[Information provided]
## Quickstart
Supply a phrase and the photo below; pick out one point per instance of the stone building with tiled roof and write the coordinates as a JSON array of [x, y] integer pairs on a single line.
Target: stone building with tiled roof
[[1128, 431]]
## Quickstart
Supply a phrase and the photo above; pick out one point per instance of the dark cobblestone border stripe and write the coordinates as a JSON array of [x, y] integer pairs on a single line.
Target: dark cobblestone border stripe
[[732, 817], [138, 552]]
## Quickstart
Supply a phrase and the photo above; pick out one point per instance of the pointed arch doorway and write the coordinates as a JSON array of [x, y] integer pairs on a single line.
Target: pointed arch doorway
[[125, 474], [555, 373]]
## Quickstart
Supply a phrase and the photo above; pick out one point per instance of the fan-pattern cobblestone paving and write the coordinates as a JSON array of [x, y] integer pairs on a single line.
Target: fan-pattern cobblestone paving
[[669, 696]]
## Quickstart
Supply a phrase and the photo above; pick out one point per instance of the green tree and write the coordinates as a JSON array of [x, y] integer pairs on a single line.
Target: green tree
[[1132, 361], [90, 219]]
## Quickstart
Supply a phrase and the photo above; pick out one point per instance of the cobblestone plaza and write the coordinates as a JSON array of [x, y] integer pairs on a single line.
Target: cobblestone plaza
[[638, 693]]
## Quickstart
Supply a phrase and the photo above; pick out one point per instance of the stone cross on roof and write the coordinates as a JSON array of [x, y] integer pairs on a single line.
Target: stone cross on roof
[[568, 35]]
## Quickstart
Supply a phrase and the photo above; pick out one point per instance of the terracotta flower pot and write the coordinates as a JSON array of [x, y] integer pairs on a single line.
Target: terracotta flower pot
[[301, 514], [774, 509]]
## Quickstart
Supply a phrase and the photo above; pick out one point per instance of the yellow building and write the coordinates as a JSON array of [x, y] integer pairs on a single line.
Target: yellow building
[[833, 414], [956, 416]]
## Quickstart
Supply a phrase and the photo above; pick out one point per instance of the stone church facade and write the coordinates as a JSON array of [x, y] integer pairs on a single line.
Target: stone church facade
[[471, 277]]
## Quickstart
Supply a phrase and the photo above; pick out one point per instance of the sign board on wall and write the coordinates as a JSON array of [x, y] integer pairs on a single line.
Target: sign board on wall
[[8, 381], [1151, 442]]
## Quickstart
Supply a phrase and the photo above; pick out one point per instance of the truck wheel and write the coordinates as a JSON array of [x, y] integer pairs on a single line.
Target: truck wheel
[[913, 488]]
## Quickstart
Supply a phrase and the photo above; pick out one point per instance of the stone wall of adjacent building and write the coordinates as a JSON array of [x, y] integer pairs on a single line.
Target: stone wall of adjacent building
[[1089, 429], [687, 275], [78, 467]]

[Aim of the task]
Restate all of the entries above precisely.

[Solution to this problem]
## Quickstart
Supply a phrase and the photo below; pick out one point per instance of the stone building with tiled roof and write the coordinates as a JSON array of [x, y] integer pairs on a single line.
Target: stone building with tiled roof
[[1128, 431]]
## Quickstart
Supply a phrase and the photo above; pick out one point per instance of the dark cobblestone border stripe and write the coordinates as a JSON array of [x, y] integer pairs on a single line.
Target: dark cobblestone border stripe
[[732, 817], [138, 552]]
## Quickstart
Supply a phrase and the photo above; pick out one point per instance of the pointed arch doorway and write the coordinates as a JSON array of [x, y] integer pairs on a single line.
Target: pointed arch doorway
[[125, 474], [555, 373]]
## Quickstart
Supply a phrase and the photo above; pick out one point per instance of the fan-pattern cobblestone paving and write the coordinates as a JSON array of [x, y] integer pairs on a single line.
Target: fan-pattern cobblestone paving
[[669, 696]]
## Quickstart
Supply a phrase and the photo above; pick out one point per instance of the green tree and write the coordinates as a JSON array of [x, y] integer pairs on a single line.
Target: green tree
[[1132, 361], [90, 219]]
## Quickstart
Supply a phrase and the photo above; pick out one point per instance of the cobblestone plaza and write the coordinates as a JSON array of [x, y] integer pairs on a single line.
Target: cobblestone plaza
[[638, 693]]
## Quickstart
Supply a phrase and the photo above; pick out one point per instance of the stone cross on roof and write the coordinates as a JSON array of [x, y] integer pairs on a single line.
Target: stone cross on roof
[[568, 35]]
## Quickstart
Supply a phrase and the photo above; pick out one point per instance of the terracotta flower pot and write the coordinates as a JSON array of [x, y] integer pairs on a single line.
Target: terracotta flower pot
[[301, 514], [774, 509]]
## Quickstart
Supply a phrase and the photo above; pick out one point per instance of the yellow building and write the coordinates as a JSON array of [x, y] integer pairs on a single line.
Target: yellow building
[[833, 414], [956, 416]]
## Quickstart
Supply a phrase and the photo above; pick out one point per instance of the stone church facade and write the coordinates as a JSON array of [x, y] integer pairs on a single line.
Target: stone church facade
[[471, 277]]
## Quickstart
Supply a phrase and the photo above; pick out one point per instance of the sign board on wall and write the coordinates as a JSON array of [x, y] integer pairs on a single line.
Target: sign board on wall
[[8, 381], [1151, 442]]
## Quickstart
Supply a phrase and the photo above; pick out one point per instance of the truck wheel and write the coordinates as a JSON array of [x, y] integer pairs on a single line.
Target: truck wheel
[[913, 488]]
## Quickstart
Supply a phrase and the photo above; pick out one point per instance of the stone wall of adjacent building and write the coordinates as a JSON array of [x, y] integer pairs on a single line.
Target: stone wall of adjacent building
[[1089, 429], [687, 275], [78, 467]]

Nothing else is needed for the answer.